(Recorded data)

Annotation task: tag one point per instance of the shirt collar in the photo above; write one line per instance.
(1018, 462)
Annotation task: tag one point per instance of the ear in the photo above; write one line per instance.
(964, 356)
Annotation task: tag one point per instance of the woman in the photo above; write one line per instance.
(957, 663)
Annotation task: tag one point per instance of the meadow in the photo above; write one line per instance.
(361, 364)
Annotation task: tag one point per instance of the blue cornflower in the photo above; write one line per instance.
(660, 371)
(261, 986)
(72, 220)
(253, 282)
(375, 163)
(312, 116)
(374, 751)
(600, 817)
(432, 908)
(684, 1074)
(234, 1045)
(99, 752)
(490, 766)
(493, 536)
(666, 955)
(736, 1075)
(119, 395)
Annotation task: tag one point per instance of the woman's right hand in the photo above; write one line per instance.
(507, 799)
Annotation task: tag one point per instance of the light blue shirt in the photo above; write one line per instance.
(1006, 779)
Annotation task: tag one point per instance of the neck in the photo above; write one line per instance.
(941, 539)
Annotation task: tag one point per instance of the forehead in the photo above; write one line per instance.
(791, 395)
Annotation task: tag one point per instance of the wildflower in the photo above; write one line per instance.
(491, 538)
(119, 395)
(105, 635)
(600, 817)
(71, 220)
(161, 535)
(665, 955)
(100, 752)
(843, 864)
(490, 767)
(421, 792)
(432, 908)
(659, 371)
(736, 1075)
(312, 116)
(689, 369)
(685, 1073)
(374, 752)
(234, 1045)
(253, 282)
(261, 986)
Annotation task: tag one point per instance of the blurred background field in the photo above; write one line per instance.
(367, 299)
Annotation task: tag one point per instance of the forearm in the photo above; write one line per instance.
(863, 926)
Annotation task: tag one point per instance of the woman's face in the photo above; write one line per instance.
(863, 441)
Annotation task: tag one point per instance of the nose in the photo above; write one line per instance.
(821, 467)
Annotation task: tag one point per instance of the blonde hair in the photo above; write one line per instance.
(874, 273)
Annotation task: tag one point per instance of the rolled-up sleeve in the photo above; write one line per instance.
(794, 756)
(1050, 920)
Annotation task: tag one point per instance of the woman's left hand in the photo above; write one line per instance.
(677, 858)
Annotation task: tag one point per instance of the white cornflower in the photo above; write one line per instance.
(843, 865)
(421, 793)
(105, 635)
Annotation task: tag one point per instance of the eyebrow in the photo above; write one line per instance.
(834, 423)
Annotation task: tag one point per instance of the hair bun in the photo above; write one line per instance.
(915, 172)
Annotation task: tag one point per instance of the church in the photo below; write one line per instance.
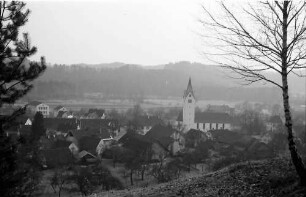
(204, 121)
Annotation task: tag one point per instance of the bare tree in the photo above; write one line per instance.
(265, 36)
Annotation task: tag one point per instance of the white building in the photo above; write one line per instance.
(36, 106)
(188, 107)
(204, 121)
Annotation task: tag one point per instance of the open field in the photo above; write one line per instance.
(123, 105)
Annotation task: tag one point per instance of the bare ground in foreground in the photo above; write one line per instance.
(273, 177)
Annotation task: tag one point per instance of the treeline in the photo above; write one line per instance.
(131, 81)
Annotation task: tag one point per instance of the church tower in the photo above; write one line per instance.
(188, 107)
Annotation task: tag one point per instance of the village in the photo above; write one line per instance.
(139, 149)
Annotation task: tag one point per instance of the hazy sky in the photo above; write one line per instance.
(145, 32)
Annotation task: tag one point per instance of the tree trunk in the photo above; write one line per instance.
(131, 177)
(142, 174)
(296, 158)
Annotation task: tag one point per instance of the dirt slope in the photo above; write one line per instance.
(275, 177)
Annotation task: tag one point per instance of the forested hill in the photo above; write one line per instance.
(118, 80)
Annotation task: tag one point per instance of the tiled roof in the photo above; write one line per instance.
(101, 133)
(209, 117)
(212, 117)
(95, 123)
(149, 120)
(57, 157)
(135, 142)
(58, 107)
(160, 131)
(34, 103)
(89, 143)
(275, 119)
(63, 124)
(188, 90)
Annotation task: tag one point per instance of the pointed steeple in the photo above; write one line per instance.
(189, 89)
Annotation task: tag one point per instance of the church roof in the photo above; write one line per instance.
(188, 90)
(209, 117)
(212, 117)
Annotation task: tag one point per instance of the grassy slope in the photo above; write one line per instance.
(275, 177)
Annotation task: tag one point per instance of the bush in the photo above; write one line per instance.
(226, 161)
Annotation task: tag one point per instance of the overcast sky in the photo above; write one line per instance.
(147, 32)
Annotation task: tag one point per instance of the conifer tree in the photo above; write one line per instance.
(38, 128)
(16, 75)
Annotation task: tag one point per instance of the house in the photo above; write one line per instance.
(28, 122)
(103, 145)
(36, 106)
(89, 144)
(169, 138)
(111, 126)
(141, 144)
(86, 157)
(220, 109)
(146, 123)
(274, 124)
(193, 137)
(203, 121)
(59, 110)
(61, 124)
(57, 157)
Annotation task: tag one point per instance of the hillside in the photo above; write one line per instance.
(275, 177)
(121, 81)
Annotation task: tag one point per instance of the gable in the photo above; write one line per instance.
(212, 117)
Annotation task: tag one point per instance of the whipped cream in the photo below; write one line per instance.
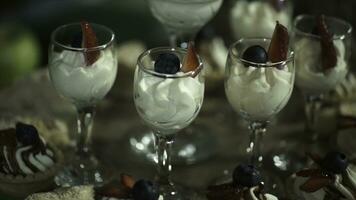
(80, 83)
(168, 104)
(184, 16)
(309, 77)
(258, 93)
(257, 18)
(347, 190)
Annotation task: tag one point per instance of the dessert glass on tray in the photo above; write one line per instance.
(168, 96)
(322, 51)
(183, 19)
(82, 67)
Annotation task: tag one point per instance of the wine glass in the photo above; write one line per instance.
(311, 77)
(257, 92)
(183, 18)
(83, 75)
(167, 103)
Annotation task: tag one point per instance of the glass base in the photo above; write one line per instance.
(177, 192)
(81, 172)
(192, 145)
(273, 184)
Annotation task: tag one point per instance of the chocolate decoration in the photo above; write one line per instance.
(190, 62)
(278, 48)
(89, 41)
(328, 50)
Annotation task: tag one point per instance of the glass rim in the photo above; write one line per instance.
(335, 37)
(163, 75)
(96, 48)
(290, 57)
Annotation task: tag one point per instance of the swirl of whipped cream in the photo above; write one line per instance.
(258, 93)
(168, 103)
(81, 83)
(309, 77)
(27, 159)
(257, 19)
(345, 184)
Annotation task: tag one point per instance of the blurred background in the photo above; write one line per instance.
(26, 25)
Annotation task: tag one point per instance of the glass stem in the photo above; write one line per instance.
(84, 125)
(163, 146)
(312, 106)
(258, 130)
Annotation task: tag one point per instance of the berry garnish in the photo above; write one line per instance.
(334, 162)
(167, 63)
(328, 51)
(278, 48)
(89, 41)
(246, 176)
(27, 134)
(145, 190)
(256, 54)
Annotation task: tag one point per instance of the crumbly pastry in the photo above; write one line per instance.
(331, 178)
(27, 163)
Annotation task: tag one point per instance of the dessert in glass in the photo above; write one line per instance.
(332, 176)
(259, 80)
(82, 67)
(168, 95)
(183, 18)
(257, 18)
(322, 51)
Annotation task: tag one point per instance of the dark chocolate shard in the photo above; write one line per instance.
(89, 42)
(278, 48)
(328, 50)
(190, 62)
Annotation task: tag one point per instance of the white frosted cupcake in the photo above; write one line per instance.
(27, 162)
(332, 177)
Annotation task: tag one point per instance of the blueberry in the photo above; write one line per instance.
(334, 162)
(145, 190)
(246, 176)
(26, 134)
(256, 54)
(167, 63)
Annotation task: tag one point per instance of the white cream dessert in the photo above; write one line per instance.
(332, 178)
(169, 103)
(184, 16)
(81, 83)
(24, 152)
(309, 77)
(257, 18)
(259, 93)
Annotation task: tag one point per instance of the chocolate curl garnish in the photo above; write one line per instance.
(346, 122)
(278, 48)
(89, 41)
(191, 62)
(127, 181)
(328, 51)
(315, 183)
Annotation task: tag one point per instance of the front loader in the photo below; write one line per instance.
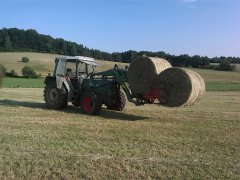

(Given problem) Please repeat the records from the line containing "Annotation task: tag one point per instance of the white cream" through the end of the records, requests included, shifting every coordinate in the answers by adding 20 to each number. Leave the pictures out.

(Written answer)
Annotation task: tag one point per instance of the white cream dessert in the photo above; write one line per instance.
(352, 198)
(189, 123)
(204, 36)
(101, 103)
(44, 172)
(329, 97)
(277, 38)
(279, 113)
Annotation task: tag one point per instance of the chocolate curl garnish in the photo above; write one line per instance.
(366, 142)
(298, 68)
(109, 61)
(211, 82)
(147, 201)
(348, 71)
(335, 203)
Annotation task: tag one point per instance of the front loader in the photo below; write one line per instance.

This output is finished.